» **WHAT THE TASK REQUIRES**:
Every line in the records below that holds "format" must be identified and copied.

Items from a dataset
-=-=-

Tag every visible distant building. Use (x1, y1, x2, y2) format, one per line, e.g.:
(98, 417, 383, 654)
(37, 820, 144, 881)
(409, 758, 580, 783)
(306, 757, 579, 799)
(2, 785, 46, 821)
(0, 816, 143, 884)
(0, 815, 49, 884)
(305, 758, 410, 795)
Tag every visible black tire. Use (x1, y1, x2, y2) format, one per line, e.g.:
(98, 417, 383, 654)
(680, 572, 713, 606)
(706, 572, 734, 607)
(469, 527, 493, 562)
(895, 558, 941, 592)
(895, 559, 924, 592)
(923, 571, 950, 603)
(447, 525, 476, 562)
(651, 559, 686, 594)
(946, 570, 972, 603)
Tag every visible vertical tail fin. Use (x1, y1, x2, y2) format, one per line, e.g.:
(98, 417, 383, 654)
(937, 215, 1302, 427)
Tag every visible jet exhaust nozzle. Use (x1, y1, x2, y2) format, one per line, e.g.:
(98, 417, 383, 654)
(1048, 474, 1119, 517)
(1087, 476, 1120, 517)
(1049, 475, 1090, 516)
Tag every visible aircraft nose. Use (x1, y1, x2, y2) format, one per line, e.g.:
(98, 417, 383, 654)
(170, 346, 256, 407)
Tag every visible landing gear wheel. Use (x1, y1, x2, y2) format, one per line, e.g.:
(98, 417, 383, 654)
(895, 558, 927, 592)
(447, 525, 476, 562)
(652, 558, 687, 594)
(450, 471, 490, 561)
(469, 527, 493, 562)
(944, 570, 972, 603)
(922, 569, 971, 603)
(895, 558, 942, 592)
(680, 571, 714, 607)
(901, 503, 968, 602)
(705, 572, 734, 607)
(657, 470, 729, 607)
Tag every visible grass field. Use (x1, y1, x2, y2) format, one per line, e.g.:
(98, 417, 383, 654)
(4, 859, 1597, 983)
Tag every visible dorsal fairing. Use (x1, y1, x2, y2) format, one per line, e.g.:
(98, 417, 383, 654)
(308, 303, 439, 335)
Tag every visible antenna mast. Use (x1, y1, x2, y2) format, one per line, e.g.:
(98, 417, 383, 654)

-=-=-

» **ANSWER TO THIS TASK**:
Tag every visible distant building. Use (x1, y1, x2, y2) format, one per line, e.g.:
Tag every visible black tire. Use (x1, y1, x2, y2) format, one per line, e.g.:
Tag every visible vertical tail fin. Use (x1, y1, x2, y2) format, one per line, e.g.:
Tag every visible jet exhaust nozzle. Use (x1, y1, x2, y2) format, one per line, e.g.:
Tag every visible aircraft nose. Use (x1, y1, x2, y2) format, one per line, e.g.:
Tag every visible landing gear wheel. Use (x1, y1, x2, y2) format, one per line, e.g.:
Tag every visible grass field. Use (x1, y1, x2, y2) format, one per line, e.g.:
Tag every visible dorsal fairing. Use (x1, y1, x2, y2) format, one per line, e.g.:
Tag every visible antenna mast. Use (x1, y1, x2, y2) format, one per line, e.g.:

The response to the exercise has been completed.